━━━ Listed entries

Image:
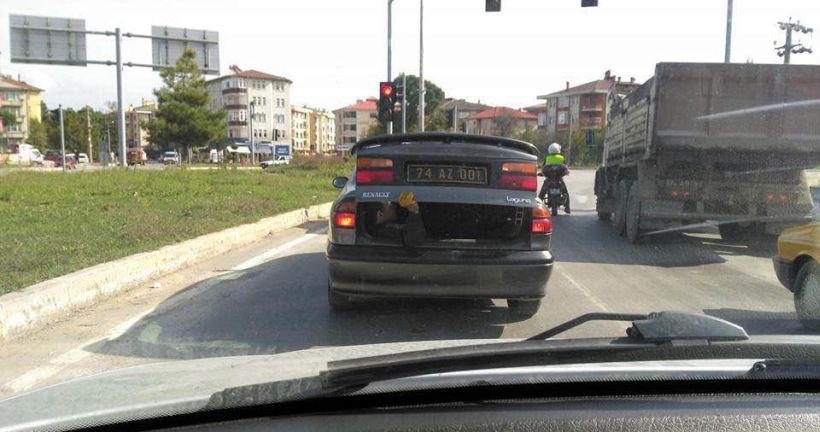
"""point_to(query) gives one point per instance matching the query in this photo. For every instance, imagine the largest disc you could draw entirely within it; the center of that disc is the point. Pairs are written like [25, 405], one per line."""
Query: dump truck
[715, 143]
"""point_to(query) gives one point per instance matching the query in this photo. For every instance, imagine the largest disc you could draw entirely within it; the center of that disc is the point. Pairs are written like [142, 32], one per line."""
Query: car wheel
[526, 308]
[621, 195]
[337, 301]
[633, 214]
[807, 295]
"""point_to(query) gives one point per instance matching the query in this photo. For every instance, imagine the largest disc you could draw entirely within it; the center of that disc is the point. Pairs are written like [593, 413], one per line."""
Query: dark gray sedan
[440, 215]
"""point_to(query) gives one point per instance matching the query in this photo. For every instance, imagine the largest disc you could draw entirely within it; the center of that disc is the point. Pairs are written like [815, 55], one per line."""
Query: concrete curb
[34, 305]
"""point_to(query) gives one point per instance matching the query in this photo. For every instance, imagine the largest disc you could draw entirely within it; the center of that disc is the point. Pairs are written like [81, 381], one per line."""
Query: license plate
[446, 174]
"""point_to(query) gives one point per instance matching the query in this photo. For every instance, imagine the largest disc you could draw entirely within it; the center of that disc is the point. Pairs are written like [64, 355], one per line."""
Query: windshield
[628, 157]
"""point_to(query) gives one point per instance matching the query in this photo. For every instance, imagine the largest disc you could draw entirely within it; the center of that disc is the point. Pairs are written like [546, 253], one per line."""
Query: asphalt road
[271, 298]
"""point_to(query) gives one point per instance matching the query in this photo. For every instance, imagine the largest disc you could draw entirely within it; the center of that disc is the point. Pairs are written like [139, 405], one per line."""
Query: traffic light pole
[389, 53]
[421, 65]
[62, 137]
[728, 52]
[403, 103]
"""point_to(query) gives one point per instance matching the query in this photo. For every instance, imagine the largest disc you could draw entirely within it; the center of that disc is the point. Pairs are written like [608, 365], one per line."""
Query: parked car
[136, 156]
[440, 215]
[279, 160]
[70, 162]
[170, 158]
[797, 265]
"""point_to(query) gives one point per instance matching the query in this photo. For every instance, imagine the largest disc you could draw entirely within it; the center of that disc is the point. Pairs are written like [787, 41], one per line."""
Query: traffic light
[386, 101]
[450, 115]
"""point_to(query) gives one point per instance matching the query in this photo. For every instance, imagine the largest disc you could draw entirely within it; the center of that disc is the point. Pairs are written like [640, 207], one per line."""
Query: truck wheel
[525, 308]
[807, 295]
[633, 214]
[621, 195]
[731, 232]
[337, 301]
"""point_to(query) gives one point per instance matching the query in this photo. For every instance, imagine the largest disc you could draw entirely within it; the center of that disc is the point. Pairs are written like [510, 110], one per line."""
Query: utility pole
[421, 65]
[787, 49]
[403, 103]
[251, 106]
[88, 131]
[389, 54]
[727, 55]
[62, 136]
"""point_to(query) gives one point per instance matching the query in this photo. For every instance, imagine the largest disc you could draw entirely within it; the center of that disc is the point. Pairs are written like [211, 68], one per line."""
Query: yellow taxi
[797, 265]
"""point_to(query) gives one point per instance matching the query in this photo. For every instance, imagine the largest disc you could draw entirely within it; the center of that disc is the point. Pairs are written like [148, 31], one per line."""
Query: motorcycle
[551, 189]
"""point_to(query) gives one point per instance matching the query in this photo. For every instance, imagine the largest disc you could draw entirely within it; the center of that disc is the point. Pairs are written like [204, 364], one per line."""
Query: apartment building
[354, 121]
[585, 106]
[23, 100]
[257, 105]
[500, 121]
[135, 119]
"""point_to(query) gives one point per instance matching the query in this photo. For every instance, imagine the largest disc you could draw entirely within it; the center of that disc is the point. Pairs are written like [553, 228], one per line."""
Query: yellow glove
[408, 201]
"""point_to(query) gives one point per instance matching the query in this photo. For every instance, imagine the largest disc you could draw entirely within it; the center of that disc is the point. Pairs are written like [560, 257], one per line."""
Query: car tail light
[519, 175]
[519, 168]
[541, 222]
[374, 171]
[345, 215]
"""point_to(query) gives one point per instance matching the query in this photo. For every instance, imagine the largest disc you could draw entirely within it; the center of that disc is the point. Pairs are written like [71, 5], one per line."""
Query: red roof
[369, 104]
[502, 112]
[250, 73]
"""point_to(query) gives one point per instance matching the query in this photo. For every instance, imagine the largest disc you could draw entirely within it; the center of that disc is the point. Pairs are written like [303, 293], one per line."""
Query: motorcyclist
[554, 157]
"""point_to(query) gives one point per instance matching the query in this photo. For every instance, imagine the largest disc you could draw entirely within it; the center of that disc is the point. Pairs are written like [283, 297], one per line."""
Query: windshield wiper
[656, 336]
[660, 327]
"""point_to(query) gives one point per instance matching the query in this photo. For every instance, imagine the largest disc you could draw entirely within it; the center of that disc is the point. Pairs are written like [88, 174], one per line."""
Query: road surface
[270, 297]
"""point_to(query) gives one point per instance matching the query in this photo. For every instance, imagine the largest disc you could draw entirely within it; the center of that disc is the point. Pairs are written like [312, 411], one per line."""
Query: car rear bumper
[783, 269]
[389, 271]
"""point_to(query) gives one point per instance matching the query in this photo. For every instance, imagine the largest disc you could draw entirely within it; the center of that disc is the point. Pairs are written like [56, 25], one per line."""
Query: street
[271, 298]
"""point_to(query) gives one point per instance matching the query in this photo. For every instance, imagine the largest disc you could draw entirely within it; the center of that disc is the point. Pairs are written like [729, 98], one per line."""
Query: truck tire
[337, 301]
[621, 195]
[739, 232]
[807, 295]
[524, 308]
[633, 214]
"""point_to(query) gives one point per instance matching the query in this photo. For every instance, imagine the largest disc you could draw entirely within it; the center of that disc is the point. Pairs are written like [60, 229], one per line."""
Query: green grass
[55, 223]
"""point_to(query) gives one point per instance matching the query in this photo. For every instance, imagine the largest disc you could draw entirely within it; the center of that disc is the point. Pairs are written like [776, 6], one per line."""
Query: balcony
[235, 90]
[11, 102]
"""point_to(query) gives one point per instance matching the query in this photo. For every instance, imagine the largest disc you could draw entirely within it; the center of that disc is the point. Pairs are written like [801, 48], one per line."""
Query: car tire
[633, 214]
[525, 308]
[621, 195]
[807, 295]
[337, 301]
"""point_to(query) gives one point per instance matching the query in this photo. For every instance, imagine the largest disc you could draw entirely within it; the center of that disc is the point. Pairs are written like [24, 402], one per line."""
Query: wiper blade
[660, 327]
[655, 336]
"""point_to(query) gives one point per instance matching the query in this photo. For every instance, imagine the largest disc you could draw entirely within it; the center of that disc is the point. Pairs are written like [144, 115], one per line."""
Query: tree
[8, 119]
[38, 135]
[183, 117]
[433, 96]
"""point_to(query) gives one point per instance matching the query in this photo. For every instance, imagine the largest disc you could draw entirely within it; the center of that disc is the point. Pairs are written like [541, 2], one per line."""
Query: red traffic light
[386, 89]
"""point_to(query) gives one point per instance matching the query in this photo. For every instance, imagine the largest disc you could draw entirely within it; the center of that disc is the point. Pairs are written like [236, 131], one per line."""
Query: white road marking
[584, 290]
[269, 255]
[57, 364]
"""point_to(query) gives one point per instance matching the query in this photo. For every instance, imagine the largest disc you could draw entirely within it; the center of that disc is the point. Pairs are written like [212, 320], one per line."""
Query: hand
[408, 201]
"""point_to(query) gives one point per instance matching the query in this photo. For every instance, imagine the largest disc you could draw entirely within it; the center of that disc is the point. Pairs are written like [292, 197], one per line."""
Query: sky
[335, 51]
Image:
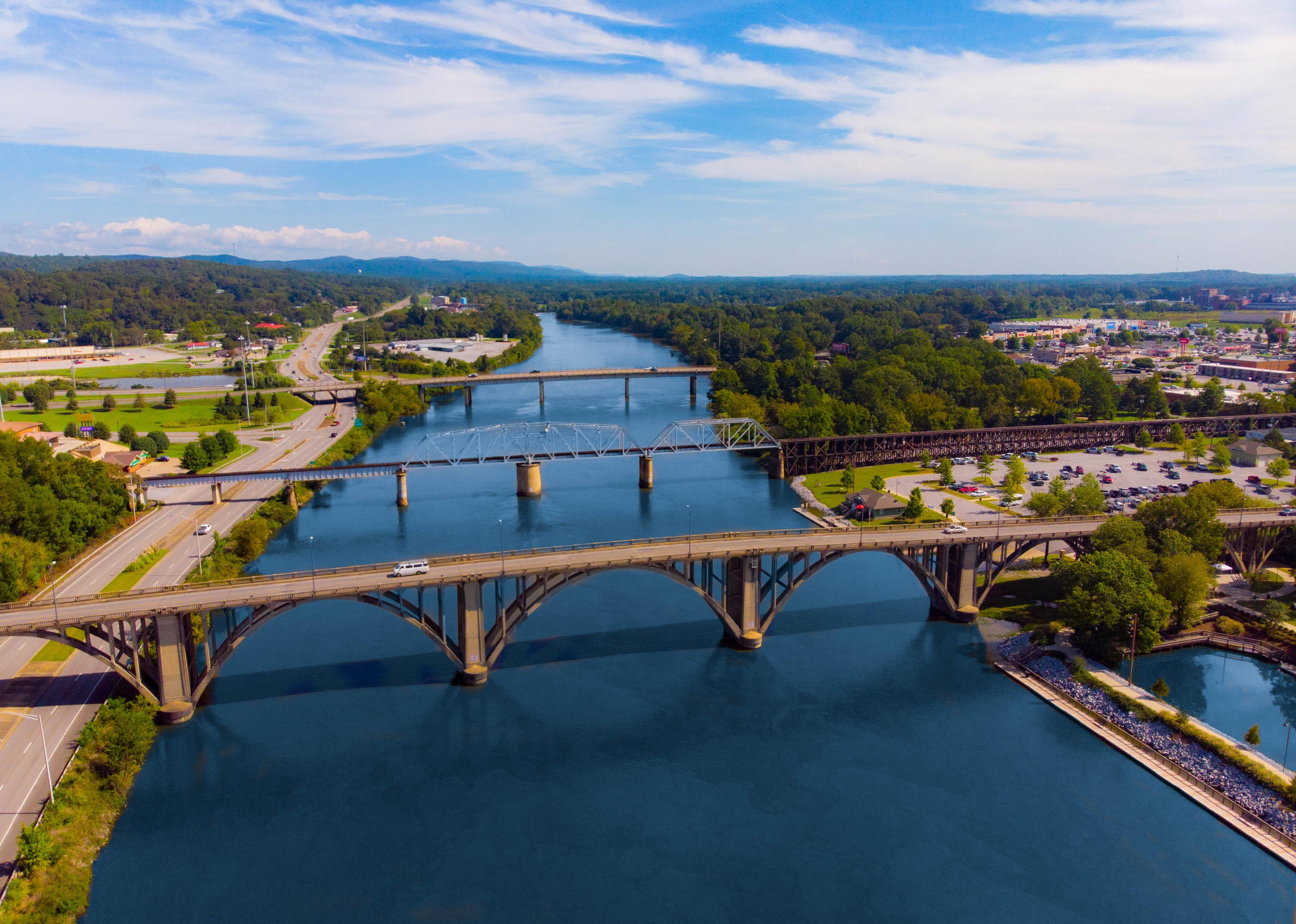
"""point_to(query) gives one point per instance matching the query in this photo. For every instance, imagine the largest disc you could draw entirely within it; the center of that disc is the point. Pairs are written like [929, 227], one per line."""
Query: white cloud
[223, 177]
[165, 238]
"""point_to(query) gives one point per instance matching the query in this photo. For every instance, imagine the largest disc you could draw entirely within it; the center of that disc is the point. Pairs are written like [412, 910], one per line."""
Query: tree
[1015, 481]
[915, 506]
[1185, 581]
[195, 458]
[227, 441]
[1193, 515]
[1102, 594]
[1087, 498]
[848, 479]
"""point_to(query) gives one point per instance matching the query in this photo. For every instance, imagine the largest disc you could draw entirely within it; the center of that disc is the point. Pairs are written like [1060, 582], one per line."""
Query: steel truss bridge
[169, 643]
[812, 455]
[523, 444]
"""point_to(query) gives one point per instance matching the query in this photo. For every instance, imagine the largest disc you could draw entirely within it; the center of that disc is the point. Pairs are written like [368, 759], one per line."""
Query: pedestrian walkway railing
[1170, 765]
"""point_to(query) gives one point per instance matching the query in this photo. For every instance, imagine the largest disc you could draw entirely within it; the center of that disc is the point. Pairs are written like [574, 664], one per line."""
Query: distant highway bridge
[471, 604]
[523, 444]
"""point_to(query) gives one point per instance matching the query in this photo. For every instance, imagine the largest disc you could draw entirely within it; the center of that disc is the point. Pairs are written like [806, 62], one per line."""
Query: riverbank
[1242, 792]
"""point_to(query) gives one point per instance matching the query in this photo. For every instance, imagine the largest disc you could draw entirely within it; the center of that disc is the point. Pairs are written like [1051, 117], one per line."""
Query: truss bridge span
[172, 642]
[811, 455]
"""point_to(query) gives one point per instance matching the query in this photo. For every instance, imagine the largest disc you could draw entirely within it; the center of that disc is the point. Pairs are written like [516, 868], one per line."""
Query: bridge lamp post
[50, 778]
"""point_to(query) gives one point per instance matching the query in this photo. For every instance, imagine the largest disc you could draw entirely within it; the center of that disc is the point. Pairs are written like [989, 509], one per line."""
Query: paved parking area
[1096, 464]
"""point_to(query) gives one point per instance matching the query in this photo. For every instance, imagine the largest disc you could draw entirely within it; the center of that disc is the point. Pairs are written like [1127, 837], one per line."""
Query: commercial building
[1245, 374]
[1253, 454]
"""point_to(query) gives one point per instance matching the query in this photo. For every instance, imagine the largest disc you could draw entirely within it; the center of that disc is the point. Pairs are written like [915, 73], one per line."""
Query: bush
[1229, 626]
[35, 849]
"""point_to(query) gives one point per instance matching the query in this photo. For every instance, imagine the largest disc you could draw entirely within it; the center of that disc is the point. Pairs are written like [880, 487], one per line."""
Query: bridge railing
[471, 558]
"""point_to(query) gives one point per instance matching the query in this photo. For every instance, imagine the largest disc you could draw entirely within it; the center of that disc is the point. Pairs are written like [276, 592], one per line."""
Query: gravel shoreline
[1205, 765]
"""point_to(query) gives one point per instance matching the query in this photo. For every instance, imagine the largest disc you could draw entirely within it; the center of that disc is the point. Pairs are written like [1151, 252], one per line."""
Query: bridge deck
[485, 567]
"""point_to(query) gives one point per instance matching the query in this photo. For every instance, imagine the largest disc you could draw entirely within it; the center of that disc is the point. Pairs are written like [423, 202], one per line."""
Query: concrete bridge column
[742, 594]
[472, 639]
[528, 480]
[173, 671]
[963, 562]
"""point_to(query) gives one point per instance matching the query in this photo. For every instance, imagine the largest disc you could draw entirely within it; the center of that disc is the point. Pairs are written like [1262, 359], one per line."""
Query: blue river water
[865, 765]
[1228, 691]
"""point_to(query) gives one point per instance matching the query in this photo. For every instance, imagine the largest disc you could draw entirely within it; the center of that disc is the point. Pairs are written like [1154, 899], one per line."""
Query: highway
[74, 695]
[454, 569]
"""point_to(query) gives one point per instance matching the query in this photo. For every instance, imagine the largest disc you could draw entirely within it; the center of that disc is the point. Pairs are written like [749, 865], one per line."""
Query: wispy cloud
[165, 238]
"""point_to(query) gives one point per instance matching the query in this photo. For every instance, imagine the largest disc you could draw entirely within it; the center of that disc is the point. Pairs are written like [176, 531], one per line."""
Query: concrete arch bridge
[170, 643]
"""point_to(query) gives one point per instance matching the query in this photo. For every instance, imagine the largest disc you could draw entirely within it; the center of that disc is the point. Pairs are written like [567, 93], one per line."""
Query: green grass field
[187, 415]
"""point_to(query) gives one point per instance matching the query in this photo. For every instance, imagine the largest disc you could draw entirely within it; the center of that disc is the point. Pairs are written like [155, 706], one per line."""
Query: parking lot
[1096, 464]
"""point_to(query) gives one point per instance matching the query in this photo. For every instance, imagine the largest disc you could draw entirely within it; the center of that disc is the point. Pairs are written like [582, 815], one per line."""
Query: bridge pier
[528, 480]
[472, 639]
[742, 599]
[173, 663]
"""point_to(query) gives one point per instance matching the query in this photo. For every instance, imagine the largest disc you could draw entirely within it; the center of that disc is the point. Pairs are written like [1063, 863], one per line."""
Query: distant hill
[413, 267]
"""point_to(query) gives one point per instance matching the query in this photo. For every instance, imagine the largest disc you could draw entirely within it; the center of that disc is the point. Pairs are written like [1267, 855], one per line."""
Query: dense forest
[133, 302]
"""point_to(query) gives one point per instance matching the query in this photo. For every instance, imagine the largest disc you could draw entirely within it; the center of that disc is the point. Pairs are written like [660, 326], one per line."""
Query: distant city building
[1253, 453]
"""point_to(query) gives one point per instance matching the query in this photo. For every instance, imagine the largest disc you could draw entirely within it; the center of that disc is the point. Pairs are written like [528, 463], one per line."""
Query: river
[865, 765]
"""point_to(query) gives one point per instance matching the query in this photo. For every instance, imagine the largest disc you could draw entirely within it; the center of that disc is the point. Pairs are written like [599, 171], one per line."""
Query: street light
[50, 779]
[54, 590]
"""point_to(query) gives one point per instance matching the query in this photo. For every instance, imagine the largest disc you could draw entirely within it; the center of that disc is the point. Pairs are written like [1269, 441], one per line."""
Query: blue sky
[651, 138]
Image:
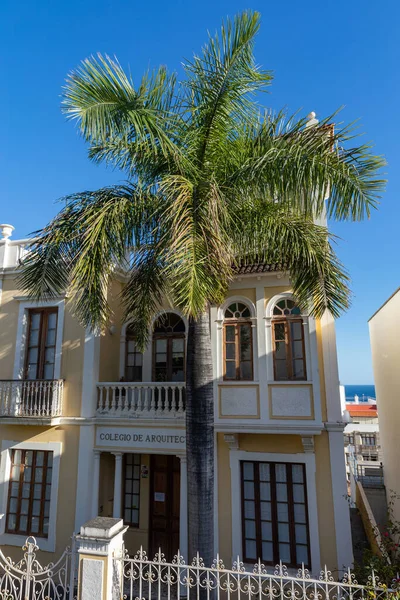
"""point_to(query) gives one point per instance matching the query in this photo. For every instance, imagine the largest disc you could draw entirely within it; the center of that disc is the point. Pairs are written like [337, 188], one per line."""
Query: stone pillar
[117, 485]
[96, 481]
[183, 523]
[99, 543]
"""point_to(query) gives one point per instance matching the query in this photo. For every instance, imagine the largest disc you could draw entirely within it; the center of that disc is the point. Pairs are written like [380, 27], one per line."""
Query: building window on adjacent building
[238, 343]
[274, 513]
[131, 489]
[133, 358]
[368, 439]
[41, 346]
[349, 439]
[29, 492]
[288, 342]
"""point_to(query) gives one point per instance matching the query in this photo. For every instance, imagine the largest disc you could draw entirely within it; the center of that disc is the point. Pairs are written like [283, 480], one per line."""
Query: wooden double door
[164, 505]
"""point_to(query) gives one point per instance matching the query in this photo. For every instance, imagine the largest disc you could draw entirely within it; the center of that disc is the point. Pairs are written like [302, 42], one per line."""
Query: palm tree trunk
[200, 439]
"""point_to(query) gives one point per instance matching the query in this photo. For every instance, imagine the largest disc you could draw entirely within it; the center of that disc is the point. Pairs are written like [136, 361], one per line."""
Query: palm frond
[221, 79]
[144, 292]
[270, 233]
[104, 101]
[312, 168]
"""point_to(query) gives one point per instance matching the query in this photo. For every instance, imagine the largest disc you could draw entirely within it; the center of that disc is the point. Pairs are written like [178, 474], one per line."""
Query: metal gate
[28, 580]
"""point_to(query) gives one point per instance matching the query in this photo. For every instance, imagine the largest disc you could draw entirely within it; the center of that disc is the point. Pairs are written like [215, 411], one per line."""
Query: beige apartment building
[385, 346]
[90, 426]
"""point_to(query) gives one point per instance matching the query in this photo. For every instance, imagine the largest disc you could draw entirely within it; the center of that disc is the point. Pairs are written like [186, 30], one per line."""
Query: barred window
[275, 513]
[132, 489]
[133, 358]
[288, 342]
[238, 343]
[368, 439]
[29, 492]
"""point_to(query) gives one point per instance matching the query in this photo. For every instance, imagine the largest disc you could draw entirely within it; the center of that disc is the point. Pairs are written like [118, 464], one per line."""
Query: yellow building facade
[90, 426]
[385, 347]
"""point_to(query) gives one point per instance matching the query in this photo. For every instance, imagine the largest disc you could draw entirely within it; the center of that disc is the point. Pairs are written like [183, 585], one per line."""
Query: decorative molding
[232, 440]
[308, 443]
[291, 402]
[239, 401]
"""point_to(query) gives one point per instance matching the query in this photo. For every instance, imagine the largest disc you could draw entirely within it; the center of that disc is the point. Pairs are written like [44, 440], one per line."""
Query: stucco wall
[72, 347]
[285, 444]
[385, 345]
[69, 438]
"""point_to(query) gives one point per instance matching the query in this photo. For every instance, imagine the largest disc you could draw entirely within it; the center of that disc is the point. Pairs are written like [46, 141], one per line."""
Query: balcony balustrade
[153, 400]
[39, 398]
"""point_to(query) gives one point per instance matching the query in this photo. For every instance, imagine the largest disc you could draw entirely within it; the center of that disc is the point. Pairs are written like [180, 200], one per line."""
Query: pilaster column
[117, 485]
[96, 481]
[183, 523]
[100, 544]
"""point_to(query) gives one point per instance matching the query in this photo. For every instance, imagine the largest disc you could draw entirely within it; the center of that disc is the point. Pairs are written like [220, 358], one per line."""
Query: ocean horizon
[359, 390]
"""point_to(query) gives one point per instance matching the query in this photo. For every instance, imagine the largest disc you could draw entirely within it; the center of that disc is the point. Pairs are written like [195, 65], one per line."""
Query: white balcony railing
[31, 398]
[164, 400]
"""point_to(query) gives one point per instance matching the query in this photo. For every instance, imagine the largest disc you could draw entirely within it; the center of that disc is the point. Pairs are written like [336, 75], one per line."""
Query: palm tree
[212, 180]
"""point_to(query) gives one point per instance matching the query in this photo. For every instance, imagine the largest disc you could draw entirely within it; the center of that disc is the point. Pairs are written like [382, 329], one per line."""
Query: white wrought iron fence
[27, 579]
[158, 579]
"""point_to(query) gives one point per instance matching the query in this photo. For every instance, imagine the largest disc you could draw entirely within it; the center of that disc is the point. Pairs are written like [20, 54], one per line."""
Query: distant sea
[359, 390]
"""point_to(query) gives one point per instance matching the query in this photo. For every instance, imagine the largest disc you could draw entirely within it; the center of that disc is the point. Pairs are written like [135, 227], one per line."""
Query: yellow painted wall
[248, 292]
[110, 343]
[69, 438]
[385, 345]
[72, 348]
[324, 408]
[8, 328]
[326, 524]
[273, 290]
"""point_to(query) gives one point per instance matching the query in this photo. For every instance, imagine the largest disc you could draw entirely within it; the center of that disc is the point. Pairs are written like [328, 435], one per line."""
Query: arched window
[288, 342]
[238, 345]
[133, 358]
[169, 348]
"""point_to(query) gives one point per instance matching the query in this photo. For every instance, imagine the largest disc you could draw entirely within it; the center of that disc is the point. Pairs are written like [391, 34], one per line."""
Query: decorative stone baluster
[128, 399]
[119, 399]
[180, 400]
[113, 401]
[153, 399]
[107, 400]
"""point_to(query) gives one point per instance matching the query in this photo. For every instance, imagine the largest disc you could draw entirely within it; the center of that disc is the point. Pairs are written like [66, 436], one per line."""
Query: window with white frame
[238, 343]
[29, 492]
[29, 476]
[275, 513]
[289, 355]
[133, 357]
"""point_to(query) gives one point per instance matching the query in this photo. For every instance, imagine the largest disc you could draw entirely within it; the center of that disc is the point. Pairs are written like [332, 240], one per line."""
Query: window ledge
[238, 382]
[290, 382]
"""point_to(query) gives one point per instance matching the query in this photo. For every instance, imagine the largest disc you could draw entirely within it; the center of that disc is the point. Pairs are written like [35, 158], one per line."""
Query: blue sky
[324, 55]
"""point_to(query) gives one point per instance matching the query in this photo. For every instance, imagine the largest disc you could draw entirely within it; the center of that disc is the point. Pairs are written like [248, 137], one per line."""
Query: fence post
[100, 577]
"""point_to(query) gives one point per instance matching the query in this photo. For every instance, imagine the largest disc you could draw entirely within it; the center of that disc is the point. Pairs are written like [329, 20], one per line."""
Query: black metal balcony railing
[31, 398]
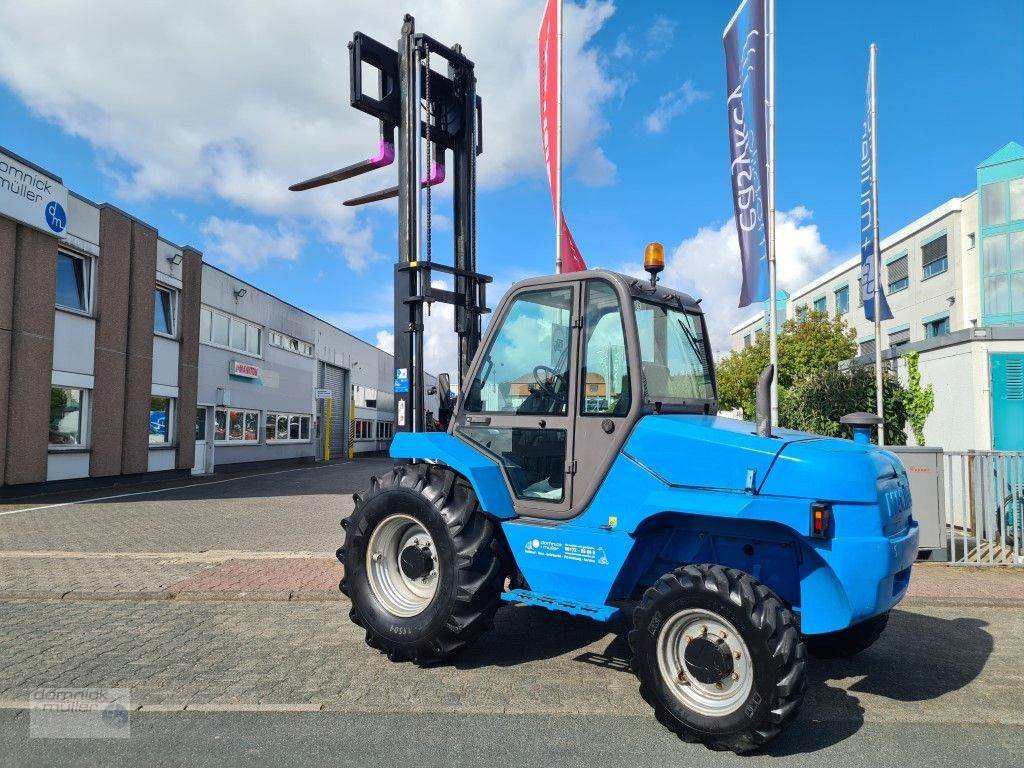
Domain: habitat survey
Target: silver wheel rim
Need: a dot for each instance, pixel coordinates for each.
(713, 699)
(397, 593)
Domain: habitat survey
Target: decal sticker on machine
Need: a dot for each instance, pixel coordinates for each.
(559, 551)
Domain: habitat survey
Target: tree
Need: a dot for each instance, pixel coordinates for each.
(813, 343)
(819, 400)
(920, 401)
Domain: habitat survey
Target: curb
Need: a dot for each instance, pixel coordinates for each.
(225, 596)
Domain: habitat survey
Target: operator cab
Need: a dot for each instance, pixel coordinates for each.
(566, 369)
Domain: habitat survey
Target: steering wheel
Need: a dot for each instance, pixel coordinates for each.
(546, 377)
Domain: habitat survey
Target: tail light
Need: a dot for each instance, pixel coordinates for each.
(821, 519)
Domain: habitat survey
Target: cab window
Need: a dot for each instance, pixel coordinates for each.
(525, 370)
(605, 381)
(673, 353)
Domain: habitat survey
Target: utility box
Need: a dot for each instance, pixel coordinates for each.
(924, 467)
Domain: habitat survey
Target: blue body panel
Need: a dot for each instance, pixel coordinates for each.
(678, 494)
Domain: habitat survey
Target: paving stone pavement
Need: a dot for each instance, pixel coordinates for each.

━━━━━━

> [Exercise task] Reproduce exactly, and only, the lines from the one containing "[329, 20], one" through the last line of the records above, both included, leaving out any pictures.

> [In response]
"""point_to(query) gives one point per instance matching the query in this photo. For every instance, imagine the largest disc you could draw entirely within it; the center of that disc is the point. Pairs are written like [329, 20], one per line."""
Query: black metal balcony railing
[31, 398]
Domain: habitat survey
Target: silver wheel rim
Need: a dot for each instance, pixel coordinates for each.
(713, 699)
(397, 593)
Domain: habitat survey
Target: decal sticker on machine
Need: a dot for each instance, pixel coordinates for each.
(559, 551)
Domain: habitat survey
Target: tree
Need: a dot for each instance, pixel coordinates for each.
(813, 343)
(819, 400)
(920, 401)
Domain: habitat survey
Target: curb
Need: a dot for each instance, pixel coordinates for each.
(225, 596)
Domain: habitat survey
Target: operator cab
Need: a dot for each instance, pixel coordinates for each.
(566, 369)
Domain: habitat survey
Target: steering wheel
Need: a dot for each instance, pixel coordinates for each.
(546, 377)
Domain: habitat survey
Target: tail light
Need: a dot for each instance, pixel coordinates for each.
(821, 519)
Domain: habitat survey
Target: cab window
Need: a dot for each instance, pixel coordinates for each.
(525, 370)
(605, 381)
(673, 353)
Domain: habitat survey
Target: utility box
Need: a dot for each instance, pixel coordinates for each.
(924, 467)
Domain: habitat survey
Target: blue body panel
Need: a dot for each instance, pixel coordinates for each.
(678, 494)
Domain: habitat survey
Target: paving stone pavement
Need: a dot for each instance, pixel coordinates for each.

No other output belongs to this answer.